= AIM =
Write out precisely the lines beginning with the line that contains "Please point out the green foliage" and ending with the last line of the entries, and no other lines.

= Dataset records about object locations =
>>

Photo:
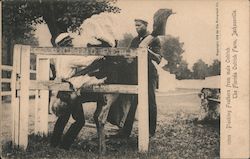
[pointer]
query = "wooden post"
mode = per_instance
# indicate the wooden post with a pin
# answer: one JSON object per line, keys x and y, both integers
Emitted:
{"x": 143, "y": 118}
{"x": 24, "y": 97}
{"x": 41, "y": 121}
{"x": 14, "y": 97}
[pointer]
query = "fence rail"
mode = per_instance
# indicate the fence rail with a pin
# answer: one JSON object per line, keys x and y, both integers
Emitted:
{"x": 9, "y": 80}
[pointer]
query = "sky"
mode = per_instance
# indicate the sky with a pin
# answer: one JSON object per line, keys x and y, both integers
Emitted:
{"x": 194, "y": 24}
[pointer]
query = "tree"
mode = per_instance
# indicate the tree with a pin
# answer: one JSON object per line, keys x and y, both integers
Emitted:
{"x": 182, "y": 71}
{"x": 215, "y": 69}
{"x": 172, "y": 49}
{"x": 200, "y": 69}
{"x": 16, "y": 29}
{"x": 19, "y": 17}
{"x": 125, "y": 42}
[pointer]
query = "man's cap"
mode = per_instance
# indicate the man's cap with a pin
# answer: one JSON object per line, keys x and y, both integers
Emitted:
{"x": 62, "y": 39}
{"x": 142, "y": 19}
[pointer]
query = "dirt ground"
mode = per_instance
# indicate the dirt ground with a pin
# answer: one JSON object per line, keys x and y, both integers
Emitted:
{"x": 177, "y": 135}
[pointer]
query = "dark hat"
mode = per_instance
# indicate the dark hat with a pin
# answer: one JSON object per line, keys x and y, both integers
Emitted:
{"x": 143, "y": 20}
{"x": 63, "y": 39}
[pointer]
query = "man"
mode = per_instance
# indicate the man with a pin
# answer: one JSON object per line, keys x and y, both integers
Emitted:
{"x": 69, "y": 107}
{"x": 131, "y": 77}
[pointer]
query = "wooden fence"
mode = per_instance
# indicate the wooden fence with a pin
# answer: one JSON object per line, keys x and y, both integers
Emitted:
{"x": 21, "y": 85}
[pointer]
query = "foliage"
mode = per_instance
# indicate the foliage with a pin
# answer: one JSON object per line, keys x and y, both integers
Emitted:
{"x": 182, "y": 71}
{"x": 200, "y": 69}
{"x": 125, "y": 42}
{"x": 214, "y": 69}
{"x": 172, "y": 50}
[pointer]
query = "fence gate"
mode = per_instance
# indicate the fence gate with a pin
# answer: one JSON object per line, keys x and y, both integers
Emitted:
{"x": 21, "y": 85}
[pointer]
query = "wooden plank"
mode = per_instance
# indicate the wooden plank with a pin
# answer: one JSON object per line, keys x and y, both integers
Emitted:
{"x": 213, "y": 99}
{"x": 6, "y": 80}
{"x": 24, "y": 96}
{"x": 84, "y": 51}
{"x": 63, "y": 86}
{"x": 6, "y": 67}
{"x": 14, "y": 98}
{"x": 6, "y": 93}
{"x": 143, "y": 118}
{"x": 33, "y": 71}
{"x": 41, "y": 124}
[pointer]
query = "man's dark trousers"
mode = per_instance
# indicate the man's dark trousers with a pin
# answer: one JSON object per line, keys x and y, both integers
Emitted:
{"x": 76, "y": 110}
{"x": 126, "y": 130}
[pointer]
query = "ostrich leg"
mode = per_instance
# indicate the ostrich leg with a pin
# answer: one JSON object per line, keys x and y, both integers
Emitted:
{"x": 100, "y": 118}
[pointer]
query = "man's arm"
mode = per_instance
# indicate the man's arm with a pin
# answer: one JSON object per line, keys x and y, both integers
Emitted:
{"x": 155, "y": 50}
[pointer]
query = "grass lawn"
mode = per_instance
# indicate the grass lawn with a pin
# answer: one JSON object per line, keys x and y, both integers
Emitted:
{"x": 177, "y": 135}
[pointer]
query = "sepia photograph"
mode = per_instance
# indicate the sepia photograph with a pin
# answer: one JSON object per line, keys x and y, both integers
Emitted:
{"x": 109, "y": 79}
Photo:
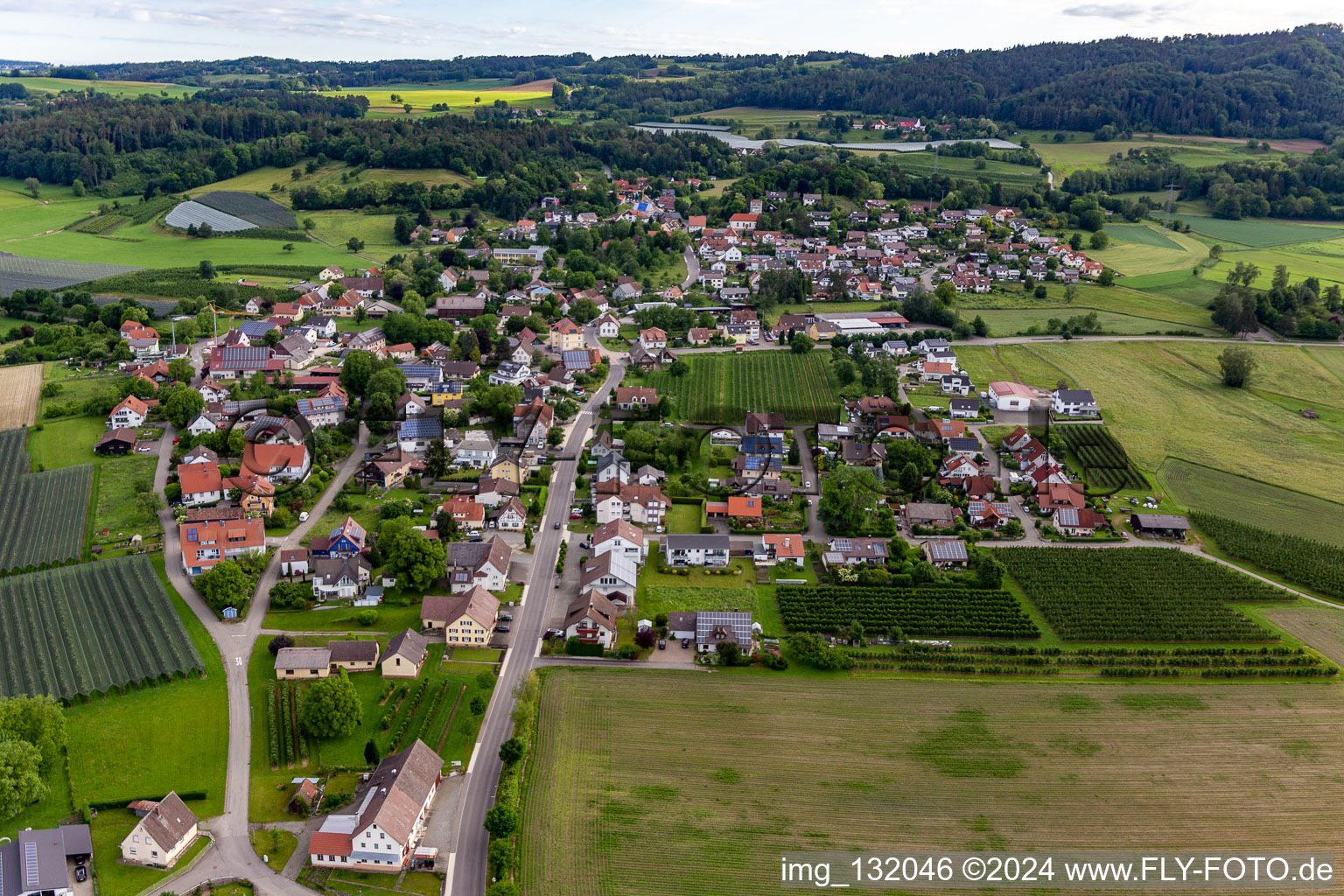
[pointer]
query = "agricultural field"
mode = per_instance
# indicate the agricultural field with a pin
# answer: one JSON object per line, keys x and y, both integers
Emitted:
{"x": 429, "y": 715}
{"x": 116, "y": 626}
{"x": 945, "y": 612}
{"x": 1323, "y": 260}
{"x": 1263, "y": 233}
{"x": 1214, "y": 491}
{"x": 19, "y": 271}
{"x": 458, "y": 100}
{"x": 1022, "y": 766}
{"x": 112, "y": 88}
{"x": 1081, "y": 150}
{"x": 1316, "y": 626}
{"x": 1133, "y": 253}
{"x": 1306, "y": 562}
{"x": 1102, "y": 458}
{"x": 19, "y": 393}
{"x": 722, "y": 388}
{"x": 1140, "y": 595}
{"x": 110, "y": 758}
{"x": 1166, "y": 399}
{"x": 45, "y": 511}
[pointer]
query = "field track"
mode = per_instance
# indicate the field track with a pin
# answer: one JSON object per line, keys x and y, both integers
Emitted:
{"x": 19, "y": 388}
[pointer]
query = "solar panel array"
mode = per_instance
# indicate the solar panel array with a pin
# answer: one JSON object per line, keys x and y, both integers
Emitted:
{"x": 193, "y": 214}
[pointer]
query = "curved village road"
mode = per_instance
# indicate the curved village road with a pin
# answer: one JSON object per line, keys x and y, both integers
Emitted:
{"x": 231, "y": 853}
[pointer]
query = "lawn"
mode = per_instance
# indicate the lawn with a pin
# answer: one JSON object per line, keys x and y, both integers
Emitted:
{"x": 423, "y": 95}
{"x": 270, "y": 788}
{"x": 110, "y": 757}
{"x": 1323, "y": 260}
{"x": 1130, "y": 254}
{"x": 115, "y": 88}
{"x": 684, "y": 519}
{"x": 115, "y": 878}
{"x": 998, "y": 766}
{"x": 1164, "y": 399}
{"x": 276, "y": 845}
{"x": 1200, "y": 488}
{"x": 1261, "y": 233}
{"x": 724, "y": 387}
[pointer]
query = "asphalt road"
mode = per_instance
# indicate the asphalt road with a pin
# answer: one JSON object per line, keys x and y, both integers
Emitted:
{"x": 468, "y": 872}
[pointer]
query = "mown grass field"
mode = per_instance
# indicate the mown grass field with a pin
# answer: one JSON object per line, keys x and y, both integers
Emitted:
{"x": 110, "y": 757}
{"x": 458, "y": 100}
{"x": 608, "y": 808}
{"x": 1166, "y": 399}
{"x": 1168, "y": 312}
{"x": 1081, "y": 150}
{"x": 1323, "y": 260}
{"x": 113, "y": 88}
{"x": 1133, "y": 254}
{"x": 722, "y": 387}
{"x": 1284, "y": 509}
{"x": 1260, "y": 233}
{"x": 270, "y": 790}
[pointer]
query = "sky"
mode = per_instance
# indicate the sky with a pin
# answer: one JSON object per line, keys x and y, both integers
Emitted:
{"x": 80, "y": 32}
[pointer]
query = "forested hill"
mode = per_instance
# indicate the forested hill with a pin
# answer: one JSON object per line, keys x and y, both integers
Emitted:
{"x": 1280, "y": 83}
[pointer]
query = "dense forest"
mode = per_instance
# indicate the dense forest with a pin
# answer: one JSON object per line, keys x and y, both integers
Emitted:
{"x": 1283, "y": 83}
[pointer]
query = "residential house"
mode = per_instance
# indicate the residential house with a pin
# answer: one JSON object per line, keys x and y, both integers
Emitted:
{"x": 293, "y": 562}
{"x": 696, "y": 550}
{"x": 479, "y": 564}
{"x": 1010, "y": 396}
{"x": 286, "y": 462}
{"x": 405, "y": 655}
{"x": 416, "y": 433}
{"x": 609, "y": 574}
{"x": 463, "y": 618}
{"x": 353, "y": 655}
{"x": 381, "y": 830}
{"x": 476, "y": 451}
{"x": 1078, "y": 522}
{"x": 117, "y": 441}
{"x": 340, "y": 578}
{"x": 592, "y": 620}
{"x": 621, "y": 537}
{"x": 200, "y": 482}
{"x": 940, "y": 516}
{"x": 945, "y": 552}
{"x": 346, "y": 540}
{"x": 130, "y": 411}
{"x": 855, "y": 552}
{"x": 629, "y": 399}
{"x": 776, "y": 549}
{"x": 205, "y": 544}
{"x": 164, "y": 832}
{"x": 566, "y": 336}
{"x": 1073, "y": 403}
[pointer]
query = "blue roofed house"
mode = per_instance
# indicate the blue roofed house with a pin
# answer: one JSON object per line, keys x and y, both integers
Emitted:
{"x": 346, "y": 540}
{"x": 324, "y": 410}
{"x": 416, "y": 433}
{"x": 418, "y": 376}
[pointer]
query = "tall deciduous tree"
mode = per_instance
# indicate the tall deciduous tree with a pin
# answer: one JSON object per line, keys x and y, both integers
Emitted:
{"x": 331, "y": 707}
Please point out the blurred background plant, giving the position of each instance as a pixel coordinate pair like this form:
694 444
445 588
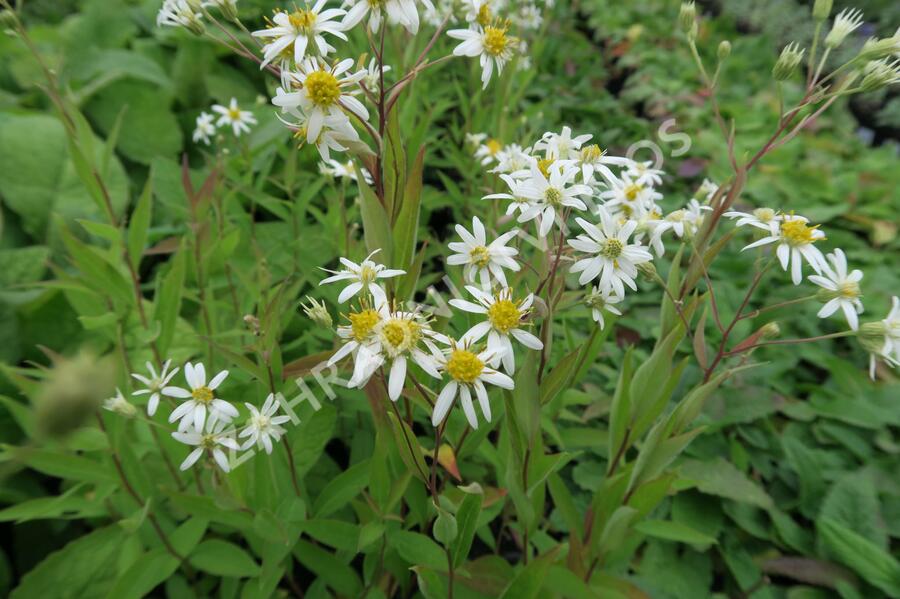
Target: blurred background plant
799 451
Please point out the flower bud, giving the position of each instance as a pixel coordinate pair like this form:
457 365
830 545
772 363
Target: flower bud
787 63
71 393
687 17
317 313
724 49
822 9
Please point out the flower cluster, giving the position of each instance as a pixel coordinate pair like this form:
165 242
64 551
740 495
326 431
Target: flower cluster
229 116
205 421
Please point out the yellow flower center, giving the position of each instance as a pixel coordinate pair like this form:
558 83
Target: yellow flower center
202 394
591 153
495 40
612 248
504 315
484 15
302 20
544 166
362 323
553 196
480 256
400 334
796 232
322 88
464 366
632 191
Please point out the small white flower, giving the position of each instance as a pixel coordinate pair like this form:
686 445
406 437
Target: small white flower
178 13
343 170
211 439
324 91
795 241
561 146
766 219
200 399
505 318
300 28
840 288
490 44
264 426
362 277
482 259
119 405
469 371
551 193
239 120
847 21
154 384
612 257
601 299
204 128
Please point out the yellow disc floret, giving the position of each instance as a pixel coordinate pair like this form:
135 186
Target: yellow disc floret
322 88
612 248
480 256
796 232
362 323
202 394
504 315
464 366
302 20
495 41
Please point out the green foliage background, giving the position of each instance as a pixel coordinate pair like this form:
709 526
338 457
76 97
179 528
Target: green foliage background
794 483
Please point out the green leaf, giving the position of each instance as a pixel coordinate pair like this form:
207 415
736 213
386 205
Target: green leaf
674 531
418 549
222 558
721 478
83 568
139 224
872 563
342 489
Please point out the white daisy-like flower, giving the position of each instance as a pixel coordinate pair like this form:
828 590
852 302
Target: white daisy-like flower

<<

= RESULT FOR THIS EXERCISE =
Please point out the green foliage background, giving the position of each instance as a pixel coordinate pair like this form:
709 526
338 457
76 97
179 528
Target: green foliage background
794 483
Please point out the green leaf, giving the position of each instance as a pixel coordinate pair like this form:
207 415
736 213
386 205
Target: green leaf
674 531
418 549
222 558
721 478
83 568
139 224
872 563
342 489
Please point out the white daisy-like flower, giving the position of each instance as a pixel coordinate pair like this form:
828 590
852 302
Target: white daisy-like flower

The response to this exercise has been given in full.